--- START OF GIVEN DATA ---

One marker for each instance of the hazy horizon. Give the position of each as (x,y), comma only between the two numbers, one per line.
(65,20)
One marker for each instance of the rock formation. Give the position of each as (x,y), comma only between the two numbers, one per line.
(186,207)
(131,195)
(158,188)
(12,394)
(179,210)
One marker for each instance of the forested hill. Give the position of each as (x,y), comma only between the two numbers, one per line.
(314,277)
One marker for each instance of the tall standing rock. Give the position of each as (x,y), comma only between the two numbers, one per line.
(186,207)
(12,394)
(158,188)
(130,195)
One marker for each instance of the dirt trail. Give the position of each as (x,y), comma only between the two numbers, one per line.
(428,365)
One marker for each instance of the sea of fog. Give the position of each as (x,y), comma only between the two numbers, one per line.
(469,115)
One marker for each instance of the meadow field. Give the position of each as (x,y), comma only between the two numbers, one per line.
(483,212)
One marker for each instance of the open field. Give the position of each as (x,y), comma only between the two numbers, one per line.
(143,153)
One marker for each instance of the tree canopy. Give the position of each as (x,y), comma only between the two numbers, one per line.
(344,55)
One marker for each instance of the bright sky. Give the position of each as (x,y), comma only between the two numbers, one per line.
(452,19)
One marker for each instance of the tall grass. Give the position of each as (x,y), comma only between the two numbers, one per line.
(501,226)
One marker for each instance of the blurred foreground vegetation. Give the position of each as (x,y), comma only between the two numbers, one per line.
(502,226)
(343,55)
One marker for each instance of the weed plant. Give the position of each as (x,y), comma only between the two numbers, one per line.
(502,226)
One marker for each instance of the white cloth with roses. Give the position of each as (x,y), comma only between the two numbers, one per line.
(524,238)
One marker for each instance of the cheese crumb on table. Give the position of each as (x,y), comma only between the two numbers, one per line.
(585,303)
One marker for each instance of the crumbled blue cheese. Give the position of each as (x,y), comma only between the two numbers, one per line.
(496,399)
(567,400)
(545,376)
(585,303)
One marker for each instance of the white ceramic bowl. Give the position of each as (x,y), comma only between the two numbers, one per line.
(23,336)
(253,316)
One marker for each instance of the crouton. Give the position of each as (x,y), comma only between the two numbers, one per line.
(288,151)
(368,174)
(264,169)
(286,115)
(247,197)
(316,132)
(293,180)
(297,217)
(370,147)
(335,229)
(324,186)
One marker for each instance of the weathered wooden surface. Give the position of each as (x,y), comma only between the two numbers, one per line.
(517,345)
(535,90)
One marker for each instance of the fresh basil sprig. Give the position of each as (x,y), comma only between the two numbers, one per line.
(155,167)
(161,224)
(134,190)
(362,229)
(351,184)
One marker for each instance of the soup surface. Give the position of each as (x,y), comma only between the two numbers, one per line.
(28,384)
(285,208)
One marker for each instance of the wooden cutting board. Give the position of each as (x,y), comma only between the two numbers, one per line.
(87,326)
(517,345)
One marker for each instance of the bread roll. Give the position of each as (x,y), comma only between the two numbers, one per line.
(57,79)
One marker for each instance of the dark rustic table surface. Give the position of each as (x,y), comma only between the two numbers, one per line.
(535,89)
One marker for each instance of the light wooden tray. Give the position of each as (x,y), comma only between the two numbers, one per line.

--- END OF GIVEN DATA ---

WHAT TO PRODUCE
Return exactly the lines from the one containing "One marker for each instance of the wooden" to the last line of the data, and nothing more.

RIGHT ANSWER
One marker for each instance of the wooden cutting board. Give the position of each as (x,y), comma only between the two numbers, one per line.
(87,326)
(517,345)
One marker for each instance of the bread roll. Give the position of each as (x,y), comma only between the two numbers, one per line.
(57,79)
One marker for each instance of the dark rustic table surface. Give the position of each as (x,y), comma only between the two numbers, one per line.
(535,89)
One marker for each instance of the light wooden tray. Give the position of each as (x,y), comma only between the two numbers, one per line.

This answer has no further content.